▶ _Task goal_:
Rewrite the records that begin at the line containing "outline <item>hillside</item>" and stop after the line containing "M196 116L206 115L177", with every "every instance outlined" replaced by "all instances outlined" and nothing else changed.

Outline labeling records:
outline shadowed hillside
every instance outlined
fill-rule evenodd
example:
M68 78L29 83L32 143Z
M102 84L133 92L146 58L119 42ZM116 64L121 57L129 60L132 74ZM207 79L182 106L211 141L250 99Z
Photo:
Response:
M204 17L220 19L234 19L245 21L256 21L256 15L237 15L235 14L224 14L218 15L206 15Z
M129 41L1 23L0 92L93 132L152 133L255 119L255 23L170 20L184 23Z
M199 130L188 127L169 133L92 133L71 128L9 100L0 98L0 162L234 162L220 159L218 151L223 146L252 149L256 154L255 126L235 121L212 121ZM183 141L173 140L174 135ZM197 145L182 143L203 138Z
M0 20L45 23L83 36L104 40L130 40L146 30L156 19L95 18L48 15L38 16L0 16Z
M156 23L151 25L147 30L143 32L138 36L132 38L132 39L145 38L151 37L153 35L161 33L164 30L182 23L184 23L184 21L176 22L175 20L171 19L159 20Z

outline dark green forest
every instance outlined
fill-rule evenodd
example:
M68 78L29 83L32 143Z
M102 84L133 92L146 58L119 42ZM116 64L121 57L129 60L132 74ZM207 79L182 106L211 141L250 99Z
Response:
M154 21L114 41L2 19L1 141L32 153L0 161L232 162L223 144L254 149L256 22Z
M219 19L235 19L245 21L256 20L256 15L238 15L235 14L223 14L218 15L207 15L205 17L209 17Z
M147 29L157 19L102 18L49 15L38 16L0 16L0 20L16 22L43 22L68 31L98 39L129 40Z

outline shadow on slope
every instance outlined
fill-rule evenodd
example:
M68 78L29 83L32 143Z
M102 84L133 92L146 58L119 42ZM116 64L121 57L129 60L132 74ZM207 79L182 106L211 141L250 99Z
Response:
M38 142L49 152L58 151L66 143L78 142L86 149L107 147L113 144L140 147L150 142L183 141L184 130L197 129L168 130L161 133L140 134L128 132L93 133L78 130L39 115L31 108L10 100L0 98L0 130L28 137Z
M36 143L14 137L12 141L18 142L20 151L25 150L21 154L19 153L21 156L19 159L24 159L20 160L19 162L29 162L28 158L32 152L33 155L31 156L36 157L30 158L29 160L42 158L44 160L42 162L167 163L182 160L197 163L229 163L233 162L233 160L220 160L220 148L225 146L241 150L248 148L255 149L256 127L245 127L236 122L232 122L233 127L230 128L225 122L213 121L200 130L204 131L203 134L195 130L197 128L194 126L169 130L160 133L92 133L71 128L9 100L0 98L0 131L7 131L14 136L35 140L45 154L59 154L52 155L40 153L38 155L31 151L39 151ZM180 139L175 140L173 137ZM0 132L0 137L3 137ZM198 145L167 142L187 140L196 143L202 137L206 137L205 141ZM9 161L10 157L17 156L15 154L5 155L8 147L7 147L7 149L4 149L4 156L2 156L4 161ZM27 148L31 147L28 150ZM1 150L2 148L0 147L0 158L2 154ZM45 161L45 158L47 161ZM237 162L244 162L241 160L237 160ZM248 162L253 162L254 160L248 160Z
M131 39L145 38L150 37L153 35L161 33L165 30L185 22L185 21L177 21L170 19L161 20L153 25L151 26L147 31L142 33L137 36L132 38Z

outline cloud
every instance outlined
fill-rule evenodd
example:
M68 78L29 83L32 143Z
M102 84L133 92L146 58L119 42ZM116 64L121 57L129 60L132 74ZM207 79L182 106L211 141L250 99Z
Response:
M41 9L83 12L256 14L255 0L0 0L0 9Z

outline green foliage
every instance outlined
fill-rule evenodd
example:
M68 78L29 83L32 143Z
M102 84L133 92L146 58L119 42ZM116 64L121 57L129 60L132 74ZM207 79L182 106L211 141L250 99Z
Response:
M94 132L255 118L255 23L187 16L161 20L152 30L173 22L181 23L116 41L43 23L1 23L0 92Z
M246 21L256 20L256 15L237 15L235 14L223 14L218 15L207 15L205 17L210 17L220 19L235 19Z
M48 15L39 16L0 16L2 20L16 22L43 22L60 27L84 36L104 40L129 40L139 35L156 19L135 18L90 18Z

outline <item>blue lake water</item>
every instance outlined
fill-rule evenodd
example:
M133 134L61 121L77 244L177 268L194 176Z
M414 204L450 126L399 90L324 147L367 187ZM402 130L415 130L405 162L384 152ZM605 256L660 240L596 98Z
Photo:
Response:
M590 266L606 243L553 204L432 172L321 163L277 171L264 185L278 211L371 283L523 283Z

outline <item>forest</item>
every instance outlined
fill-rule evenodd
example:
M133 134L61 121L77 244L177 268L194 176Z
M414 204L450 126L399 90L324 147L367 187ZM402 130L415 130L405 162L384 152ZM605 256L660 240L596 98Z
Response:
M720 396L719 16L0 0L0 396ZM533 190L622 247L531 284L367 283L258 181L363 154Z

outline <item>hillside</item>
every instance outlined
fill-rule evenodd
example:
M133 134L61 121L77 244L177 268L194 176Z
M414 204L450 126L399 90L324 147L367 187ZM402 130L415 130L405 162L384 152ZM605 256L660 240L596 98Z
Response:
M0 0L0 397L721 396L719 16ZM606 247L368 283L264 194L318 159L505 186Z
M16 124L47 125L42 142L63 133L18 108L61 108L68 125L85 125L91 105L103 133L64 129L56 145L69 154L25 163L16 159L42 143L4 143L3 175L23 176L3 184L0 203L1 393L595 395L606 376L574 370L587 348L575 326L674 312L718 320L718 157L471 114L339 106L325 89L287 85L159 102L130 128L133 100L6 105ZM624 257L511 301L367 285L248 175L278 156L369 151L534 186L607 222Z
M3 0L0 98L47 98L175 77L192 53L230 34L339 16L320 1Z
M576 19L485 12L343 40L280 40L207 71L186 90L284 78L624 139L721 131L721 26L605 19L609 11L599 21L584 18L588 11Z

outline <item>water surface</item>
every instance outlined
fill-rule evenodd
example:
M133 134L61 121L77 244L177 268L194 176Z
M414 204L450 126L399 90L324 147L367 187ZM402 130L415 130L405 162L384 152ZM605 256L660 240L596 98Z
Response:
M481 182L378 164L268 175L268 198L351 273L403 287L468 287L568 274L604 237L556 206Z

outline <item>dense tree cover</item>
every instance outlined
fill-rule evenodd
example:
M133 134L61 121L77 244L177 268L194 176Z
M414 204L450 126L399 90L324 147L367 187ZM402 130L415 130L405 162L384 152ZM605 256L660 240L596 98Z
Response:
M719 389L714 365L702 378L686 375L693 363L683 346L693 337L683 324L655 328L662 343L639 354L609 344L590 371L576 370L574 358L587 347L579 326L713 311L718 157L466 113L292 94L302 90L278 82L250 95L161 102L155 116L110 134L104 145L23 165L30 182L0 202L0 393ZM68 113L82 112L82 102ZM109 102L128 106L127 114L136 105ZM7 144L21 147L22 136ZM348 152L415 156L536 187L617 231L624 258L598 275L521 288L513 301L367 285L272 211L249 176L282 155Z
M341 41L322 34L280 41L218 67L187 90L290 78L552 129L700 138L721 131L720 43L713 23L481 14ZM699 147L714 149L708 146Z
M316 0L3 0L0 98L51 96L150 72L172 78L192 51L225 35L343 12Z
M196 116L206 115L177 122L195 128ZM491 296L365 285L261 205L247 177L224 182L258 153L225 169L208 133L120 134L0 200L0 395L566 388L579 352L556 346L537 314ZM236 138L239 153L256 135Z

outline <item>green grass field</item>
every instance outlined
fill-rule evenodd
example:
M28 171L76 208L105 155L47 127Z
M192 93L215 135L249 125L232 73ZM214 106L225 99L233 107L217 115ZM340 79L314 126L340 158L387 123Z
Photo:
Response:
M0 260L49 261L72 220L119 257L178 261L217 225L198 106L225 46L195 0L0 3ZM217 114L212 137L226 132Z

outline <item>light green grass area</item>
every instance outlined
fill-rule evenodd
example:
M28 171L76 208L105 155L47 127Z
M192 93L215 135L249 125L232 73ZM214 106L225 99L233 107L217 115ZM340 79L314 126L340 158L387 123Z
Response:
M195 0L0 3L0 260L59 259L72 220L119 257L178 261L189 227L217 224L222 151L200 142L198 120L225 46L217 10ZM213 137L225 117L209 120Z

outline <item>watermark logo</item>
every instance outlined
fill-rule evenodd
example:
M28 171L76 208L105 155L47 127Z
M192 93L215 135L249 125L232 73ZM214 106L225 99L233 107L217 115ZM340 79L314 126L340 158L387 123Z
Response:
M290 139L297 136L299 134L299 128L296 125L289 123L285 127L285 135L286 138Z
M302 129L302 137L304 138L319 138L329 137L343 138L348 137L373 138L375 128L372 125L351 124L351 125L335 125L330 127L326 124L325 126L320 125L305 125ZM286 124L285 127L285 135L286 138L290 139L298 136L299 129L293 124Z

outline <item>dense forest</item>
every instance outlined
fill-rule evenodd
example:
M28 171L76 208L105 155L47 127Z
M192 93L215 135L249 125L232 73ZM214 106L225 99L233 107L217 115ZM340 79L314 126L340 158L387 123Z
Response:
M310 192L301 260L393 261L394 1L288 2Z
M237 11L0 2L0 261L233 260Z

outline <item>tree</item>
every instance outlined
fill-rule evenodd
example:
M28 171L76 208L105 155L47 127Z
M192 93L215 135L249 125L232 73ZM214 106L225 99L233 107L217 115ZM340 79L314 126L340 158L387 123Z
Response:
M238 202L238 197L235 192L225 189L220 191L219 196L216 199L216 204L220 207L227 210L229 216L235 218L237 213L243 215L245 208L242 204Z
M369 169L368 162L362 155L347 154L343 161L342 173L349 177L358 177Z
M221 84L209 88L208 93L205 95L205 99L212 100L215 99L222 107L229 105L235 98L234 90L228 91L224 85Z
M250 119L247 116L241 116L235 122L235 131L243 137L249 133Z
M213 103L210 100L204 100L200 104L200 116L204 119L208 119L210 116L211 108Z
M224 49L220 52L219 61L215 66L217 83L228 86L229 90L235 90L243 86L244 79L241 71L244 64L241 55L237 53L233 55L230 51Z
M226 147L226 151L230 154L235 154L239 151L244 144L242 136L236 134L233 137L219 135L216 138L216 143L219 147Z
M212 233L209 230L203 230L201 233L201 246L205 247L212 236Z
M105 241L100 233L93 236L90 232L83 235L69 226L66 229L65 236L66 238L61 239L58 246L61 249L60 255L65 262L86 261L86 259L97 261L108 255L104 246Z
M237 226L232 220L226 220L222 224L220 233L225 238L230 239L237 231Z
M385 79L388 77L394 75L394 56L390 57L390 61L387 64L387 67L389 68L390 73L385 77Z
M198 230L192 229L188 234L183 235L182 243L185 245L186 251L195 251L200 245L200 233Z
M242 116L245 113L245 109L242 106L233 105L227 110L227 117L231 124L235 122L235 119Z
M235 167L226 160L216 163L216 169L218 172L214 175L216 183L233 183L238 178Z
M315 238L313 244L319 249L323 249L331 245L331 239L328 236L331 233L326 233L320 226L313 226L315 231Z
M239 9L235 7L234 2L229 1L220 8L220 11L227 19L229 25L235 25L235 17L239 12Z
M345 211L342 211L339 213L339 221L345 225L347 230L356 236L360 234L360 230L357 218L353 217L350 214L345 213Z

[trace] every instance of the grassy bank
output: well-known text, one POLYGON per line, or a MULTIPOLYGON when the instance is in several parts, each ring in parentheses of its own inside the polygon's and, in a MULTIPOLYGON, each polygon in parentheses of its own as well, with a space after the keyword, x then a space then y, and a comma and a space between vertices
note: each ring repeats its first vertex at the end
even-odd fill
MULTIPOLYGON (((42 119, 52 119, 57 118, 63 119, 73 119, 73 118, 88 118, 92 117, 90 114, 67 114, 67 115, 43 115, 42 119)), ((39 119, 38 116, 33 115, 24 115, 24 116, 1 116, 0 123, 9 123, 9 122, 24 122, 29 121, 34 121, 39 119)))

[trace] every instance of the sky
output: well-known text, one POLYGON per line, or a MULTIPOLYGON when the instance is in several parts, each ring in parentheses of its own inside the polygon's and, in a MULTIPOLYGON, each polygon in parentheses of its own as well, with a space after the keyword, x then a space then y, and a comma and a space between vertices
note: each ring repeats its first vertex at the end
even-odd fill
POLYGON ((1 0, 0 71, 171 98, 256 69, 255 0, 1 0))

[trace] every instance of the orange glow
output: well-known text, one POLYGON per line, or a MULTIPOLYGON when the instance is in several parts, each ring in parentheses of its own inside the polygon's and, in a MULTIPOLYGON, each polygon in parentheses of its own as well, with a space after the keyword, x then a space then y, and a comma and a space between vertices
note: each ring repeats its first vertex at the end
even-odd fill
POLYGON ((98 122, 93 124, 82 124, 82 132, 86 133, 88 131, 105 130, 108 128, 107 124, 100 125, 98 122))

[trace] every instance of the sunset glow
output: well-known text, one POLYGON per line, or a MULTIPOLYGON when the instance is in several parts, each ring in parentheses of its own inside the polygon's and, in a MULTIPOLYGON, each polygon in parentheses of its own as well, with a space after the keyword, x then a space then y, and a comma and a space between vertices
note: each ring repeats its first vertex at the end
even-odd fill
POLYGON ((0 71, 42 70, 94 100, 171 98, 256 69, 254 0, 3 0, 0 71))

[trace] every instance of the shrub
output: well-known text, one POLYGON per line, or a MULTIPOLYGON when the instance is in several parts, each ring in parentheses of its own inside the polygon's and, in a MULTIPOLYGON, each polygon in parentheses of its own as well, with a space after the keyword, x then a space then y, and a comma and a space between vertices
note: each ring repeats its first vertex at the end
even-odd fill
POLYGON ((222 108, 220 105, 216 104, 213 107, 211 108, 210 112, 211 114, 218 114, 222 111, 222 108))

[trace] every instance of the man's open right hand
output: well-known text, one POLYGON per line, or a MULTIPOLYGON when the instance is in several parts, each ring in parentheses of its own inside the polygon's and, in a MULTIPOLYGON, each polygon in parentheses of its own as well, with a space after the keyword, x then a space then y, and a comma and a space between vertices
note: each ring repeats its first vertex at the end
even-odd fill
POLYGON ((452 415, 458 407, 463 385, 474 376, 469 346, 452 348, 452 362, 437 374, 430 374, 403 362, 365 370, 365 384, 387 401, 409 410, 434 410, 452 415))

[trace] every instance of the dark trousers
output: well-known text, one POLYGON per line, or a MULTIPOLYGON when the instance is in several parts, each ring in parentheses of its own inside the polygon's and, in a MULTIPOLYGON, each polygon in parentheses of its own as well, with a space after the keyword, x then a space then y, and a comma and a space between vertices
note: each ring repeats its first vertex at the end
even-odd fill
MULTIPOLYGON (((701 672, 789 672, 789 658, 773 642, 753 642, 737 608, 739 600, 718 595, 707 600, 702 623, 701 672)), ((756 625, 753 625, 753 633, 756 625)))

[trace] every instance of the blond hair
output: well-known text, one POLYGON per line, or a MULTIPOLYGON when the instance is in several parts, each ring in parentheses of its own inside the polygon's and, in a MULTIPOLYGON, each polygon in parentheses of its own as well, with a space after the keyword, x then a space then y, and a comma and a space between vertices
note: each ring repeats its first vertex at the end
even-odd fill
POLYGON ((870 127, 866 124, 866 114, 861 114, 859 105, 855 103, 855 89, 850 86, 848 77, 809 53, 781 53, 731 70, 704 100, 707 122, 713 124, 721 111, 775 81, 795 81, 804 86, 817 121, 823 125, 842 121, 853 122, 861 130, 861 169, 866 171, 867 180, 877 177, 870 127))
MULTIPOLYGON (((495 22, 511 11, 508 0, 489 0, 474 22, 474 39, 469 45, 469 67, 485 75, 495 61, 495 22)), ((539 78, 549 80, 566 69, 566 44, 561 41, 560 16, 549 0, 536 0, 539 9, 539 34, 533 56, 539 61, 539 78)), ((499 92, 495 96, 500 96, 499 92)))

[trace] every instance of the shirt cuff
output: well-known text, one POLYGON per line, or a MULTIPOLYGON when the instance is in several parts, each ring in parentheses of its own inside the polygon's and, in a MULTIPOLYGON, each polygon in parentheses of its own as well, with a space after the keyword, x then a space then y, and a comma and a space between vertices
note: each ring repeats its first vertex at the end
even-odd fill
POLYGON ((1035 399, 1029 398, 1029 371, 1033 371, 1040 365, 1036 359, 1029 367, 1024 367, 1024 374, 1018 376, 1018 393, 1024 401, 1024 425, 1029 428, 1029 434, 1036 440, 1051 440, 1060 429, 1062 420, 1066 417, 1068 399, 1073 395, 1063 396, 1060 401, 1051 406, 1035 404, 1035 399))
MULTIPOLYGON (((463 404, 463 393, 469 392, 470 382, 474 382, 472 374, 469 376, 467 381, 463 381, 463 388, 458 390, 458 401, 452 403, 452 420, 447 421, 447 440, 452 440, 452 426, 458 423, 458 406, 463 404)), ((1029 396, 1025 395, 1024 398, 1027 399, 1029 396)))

▶ _Task response_:
outline <item>hillside</item>
all instances outlined
fill-rule evenodd
example:
M133 134L61 121L77 244L177 268L194 176Z
M414 204L450 126L399 90L324 147L367 187ZM402 130L415 130L405 162L384 152ZM605 256L660 240L596 98Z
Response:
M0 0L0 397L721 396L719 16ZM606 247L368 283L264 194L318 159L505 186Z
M16 124L47 125L42 142L63 133L18 108L61 108L68 125L85 125L91 105L103 133L64 129L56 145L69 154L25 163L16 159L42 143L4 143L3 175L23 176L3 184L0 203L1 393L595 395L606 376L574 370L587 348L575 326L674 312L718 320L718 157L471 114L339 106L325 89L287 85L159 102L130 128L133 100L6 105ZM624 257L511 301L367 285L248 175L278 156L369 151L534 186L607 222Z
M3 0L0 98L47 98L175 77L192 53L230 34L339 16L320 1Z
M576 19L485 12L343 40L280 40L207 71L186 90L284 78L624 139L721 131L721 26L605 19L609 11L599 21L584 18L588 11Z

outline <item>water surface</item>
all instances outlined
fill-rule evenodd
example:
M133 134L61 121L77 244L177 268L194 176Z
M414 204L450 126L399 90L324 147L367 187ZM402 130L415 130L405 162L384 152ZM605 256L660 240L596 98Z
Response:
M481 182L378 164L268 175L268 198L351 273L403 287L468 287L568 274L604 237L556 206Z

outline <item>dense tree cover</item>
all instances outlined
fill-rule evenodd
example:
M133 134L61 121L77 244L177 268L194 176Z
M414 204L450 126L399 90L324 147L367 187ZM402 130L415 130L405 162L384 152ZM605 256L660 240L596 98Z
Response:
M719 389L714 365L702 378L686 375L693 363L683 346L693 337L683 324L655 328L662 343L639 354L609 344L590 371L576 370L574 358L587 347L579 326L713 311L718 157L466 113L292 94L302 90L278 82L250 95L161 102L155 116L110 134L104 145L23 165L30 182L0 202L0 393ZM68 113L82 112L82 102ZM109 102L128 106L127 114L136 105ZM7 144L21 147L22 136ZM348 152L415 156L536 187L617 231L624 258L598 275L521 288L513 301L367 285L272 211L249 176L282 155Z
M341 41L322 34L280 41L218 67L187 90L290 78L552 129L700 138L721 131L720 43L713 23L481 14ZM699 147L714 149L708 146Z
M316 0L3 0L0 98L51 96L150 72L172 78L192 51L225 35L343 12Z
M196 116L206 115L177 122L195 128ZM491 296L365 285L261 205L247 177L224 182L258 153L225 169L208 133L120 134L0 200L0 395L566 388L579 352L556 346L537 314ZM236 138L239 153L256 135Z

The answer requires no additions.